• **Written problem**:
Quote every row below verbatim, in the same order and line breaks.

• **Records for processing**:
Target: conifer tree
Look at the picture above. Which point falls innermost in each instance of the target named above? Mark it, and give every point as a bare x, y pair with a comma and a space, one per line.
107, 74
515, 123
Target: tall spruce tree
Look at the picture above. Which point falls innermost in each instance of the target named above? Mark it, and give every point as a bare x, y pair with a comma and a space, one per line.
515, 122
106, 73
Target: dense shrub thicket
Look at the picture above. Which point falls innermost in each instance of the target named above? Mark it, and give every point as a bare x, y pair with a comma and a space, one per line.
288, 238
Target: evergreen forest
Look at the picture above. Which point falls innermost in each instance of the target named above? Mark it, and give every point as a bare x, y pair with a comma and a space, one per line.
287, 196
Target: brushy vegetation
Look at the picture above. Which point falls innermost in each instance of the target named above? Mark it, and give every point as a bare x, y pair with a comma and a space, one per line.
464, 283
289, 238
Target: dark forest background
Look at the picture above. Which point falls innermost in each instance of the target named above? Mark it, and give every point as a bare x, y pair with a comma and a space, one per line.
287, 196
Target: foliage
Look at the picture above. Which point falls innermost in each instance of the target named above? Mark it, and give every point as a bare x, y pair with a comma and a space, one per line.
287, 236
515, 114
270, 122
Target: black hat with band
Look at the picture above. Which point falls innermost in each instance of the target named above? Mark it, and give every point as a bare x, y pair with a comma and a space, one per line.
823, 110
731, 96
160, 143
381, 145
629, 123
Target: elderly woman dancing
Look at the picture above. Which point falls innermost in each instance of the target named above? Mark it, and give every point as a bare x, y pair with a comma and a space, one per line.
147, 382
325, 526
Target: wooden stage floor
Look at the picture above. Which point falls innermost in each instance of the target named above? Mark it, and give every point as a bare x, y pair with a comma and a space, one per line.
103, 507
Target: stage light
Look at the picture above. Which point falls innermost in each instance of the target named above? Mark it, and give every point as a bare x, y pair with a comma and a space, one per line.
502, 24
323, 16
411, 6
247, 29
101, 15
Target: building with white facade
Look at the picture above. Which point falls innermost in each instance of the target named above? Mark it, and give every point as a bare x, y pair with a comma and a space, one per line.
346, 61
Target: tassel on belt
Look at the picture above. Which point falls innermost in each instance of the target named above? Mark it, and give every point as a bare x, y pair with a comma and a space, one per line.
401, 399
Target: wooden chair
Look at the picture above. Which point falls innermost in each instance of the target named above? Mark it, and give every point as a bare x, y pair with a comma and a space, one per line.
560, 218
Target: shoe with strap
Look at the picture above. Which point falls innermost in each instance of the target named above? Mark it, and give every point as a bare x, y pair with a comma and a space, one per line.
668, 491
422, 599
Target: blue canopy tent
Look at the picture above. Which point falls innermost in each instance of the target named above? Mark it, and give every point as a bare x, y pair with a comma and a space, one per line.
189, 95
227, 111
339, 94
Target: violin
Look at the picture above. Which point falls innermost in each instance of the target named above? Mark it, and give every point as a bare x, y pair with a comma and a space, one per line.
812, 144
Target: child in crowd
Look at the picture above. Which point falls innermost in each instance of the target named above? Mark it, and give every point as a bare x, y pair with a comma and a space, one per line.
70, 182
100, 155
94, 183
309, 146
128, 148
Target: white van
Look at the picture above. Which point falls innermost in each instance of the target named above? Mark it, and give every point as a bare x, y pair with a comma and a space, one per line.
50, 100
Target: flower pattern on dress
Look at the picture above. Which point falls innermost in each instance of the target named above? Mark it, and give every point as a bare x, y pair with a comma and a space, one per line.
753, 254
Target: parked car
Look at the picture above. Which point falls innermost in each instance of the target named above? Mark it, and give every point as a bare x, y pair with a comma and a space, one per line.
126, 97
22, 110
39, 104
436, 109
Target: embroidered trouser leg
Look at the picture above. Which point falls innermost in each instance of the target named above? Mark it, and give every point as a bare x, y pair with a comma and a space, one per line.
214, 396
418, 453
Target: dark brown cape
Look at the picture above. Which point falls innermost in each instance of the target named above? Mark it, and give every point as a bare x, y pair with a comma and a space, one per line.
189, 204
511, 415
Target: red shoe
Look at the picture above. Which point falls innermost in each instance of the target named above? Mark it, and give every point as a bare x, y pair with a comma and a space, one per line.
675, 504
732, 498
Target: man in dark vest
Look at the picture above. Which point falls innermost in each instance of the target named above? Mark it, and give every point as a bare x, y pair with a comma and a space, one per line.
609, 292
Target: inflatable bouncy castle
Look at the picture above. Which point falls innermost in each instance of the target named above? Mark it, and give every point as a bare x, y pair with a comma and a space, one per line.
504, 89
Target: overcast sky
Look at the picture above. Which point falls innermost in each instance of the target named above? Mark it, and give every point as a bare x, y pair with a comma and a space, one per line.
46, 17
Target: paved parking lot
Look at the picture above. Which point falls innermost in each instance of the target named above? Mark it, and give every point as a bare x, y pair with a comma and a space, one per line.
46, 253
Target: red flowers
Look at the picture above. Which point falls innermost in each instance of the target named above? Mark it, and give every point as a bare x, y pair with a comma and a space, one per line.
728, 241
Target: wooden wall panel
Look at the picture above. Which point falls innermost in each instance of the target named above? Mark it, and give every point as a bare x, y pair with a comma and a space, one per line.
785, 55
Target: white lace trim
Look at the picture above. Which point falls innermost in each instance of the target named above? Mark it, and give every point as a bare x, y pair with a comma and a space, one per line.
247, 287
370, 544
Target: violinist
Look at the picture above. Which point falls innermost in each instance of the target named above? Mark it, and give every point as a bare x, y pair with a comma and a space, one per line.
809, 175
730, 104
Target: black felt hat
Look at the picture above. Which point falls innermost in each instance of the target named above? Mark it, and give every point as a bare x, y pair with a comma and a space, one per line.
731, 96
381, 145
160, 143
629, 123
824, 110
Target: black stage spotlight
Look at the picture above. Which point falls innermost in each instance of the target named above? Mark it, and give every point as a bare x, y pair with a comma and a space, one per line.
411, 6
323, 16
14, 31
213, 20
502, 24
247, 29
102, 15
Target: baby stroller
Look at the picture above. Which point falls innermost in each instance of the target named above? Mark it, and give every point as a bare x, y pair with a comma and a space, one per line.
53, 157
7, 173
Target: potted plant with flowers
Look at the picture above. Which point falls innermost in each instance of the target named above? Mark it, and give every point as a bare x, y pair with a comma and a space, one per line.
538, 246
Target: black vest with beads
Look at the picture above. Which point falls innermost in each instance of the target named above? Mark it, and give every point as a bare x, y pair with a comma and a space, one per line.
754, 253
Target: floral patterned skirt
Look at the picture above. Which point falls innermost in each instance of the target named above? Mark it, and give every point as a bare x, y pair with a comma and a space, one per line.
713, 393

• **Finished exercise**:
Target: conifer tree
Look at the picture above. Which point falls innermost in each instance of the target named above? Mark it, and give every point as a bare x, y pair with a comma and a space, one per line.
107, 74
515, 123
Target: tall spruce tree
Look at the picture above. Which point falls innermost in each instance of the target named above? Mark it, and give every point as a bare x, y pair with a comma and a space, one per line.
515, 122
106, 73
Target: dense shrub thicket
Look at the picture above. Which point falls innermost in each instance of the target named above? Mark it, and give every point as a bare x, y pair with a comma and a space, one per line.
288, 238
Target: evergreen forest
Look at the picture above. Which point falls innermost in each instance of the target named above? Mark it, and give every point as a bare x, y pair with a comma and a space, one per line.
287, 196
Target: brushy vegetation
Look at the picture above. Which point falls innermost in each instance of the target named above? Mark it, and give every point as a bare x, y pair with a comma and a space, one per line.
464, 283
289, 238
Target: dark forest background
Look at the picture above. Which point falls innermost in each instance of the target named above? Mark it, and give every point as a bare x, y pair with a comma and a space, one per line.
287, 196
Target: foliage
Look at the picture above. Which point falls innermost in each instance of the target named above? Mark it, and give every point as a bare x, y pair with a comma and a space, one per line.
287, 236
515, 114
270, 122
Target: black hat with band
Look at the picture above. Which point falls innermost in each instance of the target named above? Mark it, and give every point as a bare x, y pair with a comma and a space, one per line.
823, 110
731, 96
160, 143
381, 145
629, 123
Target: elderly woman dancing
Look at the picture above. Which point falls innermost in each instance of the target named above? Mark it, and give every point as a bare x, y pair with a comma and a space, one per line.
147, 382
325, 526
Target: wooden stage floor
Look at the picture above. Which point falls innermost in each instance of the target named above? Mark it, and give every point as a bare x, y pair with a comma and a space, one per line.
103, 507
Target: stage light
Look at the picture above. Which point falls innermost in each instance of the target named above? Mark it, and give every point as a bare x, y pair with a comma and a space, one per line.
502, 24
323, 16
411, 6
247, 29
101, 15
Target: building with white facade
Look at the picture above. Which point falls innermost in each instance of the target named above? Mark it, and give every point as a bare x, y pair with a comma and a space, one per line.
346, 61
Target: tassel on belt
Look at the picture above. Which point falls innermost in each instance of the target named above? Mark it, and give every point as a bare x, y pair with a comma and a space, one per line.
401, 399
Target: wooden chair
Look at the picture above. Which point falls innermost in each instance of the target named above? Mark it, and give every point as a bare x, y pair with a comma and a space, one per line.
560, 218
Target: shoe with strap
Look at the picture above. Which point falls innermost in each instance of the target named above? Mark it, and give every point as a bare x, y pair with a comma and a space, one per line.
668, 491
422, 599
Target: blue canopy tent
Look at the picture above. Which point falls innermost in each instance of the target named above? Mark it, and give every point as a bare x, y pair with a comma and a space, one per line.
189, 95
227, 111
339, 94
Target: violin
Look at the picture above. Which point falls innermost in each instance of the target named above? Mark it, and give every point as a bare x, y pair with a comma and a space, one per line.
812, 144
Target: child in crowd
Look at the picture above. Which point falls innermost in each instance of the target named above? Mark it, and give every point as a bare x, y pair with a comma and a space, one per line.
70, 182
100, 155
94, 183
309, 146
128, 148
Target: white van
Look at the picture above. Which point falls innermost in each instance of the target named above? Mark it, and give every point as a bare x, y pair with a comma and a space, one per line.
50, 100
Target: flower pattern on dress
Look at the picture above. Which point falls innermost in each instance of the target named above? Mark it, and give every point as a bare x, y pair with a comma and a space, one per line.
753, 254
Target: parked car
Look at the picture above. Which point falls innermost in each instance of the target named above? Mark it, and give every point as a bare x, y pair with a comma and a space, one per line.
126, 97
22, 110
39, 104
436, 109
Target: embroidered trouser leg
Look at the picture above. Which point falls innermost in each instance of the target named above? Mark it, and give every point as a bare x, y pair with a comma and a space, one per line.
214, 396
418, 453
Target: dark brown cape
Look at the picture above. Which point falls innermost in each instance of the target named above? Mark it, and give every point as a bare x, y pair with a comma and a space, one per line.
189, 204
511, 415
Target: red shoe
Look at the picture above. Which point falls innermost in each instance of the target named above? Mark it, and give every point as a bare x, y pair with a comma and a space, one per line.
675, 504
732, 498
Target: man in dark vest
Look at the picture above. Which point falls innermost in each instance of the target named above? Mark it, and give every point as a bare x, y pair with a comma and a space, one per line.
609, 292
Target: inflatable bouncy castle
Look at the picture above. Which point falls innermost in each instance of the target named above? Mark it, and give every point as a bare x, y pair with a comma and a space, one per line.
504, 89
Target: overcast sky
Look at the picture above. Which point falls innermost in each instance of the target named above? Mark it, and give every point as a bare x, y pair with a comma and a space, one per line.
46, 17
Target: paved parking lot
Look at the picture above. Which point falls innermost in each instance of the target named above? Mark it, and give every point as a bare x, y pair with a comma and a space, one per line.
46, 253
Target: red flowers
Look at the picture above. Which point falls innermost in each instance of the target named above? Mark it, and give every point as a bare x, y pair with a comma and a space, one per line.
728, 241
Target: wooden wall panel
Look at the picture above. Which point falls innermost in each instance of the target named above? Mark it, and give every point as a bare x, y pair with a comma and a space, one per line.
785, 55
Target: white lace trim
Look at the picture above. Which point falls innermost in each instance of the target named above? Mark it, and give every point as a bare x, y pair with a comma and a space, one per line.
247, 287
370, 544
Target: violinist
Look at the picture above. Which point falls innermost in each instance of the target named above? Mark it, and give every point as a bare x, y pair with a comma and a space, one per line.
809, 175
730, 104
Target: black felt hat
Look at the picture above. Which point falls innermost in each instance of the target named above? Mark it, and give every point as a bare x, y pair with a comma and a space, one per line.
731, 96
381, 145
160, 143
629, 123
824, 110
Target: black stage spotlight
Look at the picture above. Which point falls innermost in each instance of the target named above? Mark it, and give every point as a bare x, y pair with a comma and a space, one per line.
411, 6
323, 16
14, 31
213, 20
502, 24
247, 29
102, 15
Target: baby stroller
Look at the picture above. Which point falls innermost in each instance of the target named above? Mark it, and give every point as a bare x, y pair with a comma and a space, one per line.
53, 157
7, 173
Target: potted plant with flowers
Look at the picture above. Which point falls innermost in each instance of the target named above? Mark it, and give every point as a bare x, y pair with a comma and a space, one per line.
538, 246
Target: black vest with beads
Look at the picture above. Which point falls innermost in each instance of the target named above? Mark it, and give every point as a bare x, y pair with a comma and a space, one per line.
754, 253
Target: floral patterned skirt
Look at the picture above. Which point falls innermost in each instance of the target named above? Mark it, and give every point as a bare x, y pair with a comma and a space, one per line.
713, 393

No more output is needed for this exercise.